### Problem details
Could you reproduce the data word for word, from its first line through the line containing "[0,113,626,264]"?

[Stored records]
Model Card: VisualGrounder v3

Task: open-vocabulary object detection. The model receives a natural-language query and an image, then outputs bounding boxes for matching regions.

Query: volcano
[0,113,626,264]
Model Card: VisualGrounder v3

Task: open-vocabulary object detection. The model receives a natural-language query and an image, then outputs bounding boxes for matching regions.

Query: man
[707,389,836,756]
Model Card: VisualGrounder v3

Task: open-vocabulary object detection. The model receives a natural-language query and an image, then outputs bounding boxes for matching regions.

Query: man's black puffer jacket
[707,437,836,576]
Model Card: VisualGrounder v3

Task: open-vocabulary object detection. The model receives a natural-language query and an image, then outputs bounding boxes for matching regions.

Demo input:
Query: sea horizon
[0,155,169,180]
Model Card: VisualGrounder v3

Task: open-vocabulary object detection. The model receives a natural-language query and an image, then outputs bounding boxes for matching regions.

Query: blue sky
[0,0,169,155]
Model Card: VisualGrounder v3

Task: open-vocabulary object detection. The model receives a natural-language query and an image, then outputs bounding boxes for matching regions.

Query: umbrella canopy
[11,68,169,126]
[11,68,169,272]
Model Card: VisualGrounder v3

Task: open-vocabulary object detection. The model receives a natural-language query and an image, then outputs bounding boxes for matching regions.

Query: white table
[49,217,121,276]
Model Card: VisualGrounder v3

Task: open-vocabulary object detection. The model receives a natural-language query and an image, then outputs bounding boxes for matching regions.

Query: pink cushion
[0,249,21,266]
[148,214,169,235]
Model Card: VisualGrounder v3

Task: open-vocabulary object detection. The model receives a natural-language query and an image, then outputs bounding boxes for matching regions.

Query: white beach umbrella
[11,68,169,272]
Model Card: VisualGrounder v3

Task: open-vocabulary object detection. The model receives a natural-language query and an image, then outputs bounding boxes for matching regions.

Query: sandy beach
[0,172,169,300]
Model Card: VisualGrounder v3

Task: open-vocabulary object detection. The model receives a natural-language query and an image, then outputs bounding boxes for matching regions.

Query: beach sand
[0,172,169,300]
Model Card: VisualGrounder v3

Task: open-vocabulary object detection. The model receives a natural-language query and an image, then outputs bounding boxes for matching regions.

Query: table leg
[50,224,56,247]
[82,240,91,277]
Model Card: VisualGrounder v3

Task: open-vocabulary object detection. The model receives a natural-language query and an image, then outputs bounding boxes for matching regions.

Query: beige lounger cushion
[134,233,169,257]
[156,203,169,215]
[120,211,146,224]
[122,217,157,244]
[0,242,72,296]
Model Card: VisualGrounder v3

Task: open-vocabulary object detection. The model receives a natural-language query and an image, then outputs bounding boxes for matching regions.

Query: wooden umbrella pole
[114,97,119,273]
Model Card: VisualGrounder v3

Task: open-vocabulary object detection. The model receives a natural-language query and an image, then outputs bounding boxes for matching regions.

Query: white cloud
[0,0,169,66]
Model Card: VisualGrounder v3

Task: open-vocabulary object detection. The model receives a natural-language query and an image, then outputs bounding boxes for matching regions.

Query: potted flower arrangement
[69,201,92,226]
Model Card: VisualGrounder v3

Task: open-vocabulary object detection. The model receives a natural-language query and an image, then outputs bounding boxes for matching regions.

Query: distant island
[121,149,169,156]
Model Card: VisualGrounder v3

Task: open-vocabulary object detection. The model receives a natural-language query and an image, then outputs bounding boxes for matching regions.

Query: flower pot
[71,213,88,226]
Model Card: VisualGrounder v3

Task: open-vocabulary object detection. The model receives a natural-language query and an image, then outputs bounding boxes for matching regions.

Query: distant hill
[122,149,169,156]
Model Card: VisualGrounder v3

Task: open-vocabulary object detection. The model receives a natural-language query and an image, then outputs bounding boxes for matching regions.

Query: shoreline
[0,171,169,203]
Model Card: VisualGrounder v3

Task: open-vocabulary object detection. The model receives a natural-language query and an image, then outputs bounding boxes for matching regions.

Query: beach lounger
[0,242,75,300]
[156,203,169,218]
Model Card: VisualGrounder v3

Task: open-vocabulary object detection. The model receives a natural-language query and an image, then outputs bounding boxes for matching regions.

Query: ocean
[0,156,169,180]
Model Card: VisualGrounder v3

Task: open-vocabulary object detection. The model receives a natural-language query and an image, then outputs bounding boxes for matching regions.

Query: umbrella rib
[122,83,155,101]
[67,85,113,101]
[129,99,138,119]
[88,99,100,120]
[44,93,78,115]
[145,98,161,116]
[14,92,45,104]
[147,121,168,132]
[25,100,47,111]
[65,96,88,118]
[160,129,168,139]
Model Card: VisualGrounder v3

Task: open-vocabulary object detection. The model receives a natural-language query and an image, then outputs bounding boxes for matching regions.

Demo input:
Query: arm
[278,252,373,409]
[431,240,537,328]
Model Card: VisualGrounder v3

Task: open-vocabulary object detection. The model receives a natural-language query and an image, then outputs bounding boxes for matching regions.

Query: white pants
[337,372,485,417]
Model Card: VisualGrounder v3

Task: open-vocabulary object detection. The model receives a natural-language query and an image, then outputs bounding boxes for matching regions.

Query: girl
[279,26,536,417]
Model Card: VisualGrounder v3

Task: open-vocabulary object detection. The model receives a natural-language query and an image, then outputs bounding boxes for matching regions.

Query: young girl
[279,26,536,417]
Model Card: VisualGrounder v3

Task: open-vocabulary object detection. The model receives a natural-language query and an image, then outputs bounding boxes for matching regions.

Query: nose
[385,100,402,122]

### Output for this exercise
Model Card: VisualGrounder v3

Task: open-vocabulary object detection. The model receives a natural-language query and an image, then outputs bounding boxes for matching regions.

Query: volcano
[0,113,626,264]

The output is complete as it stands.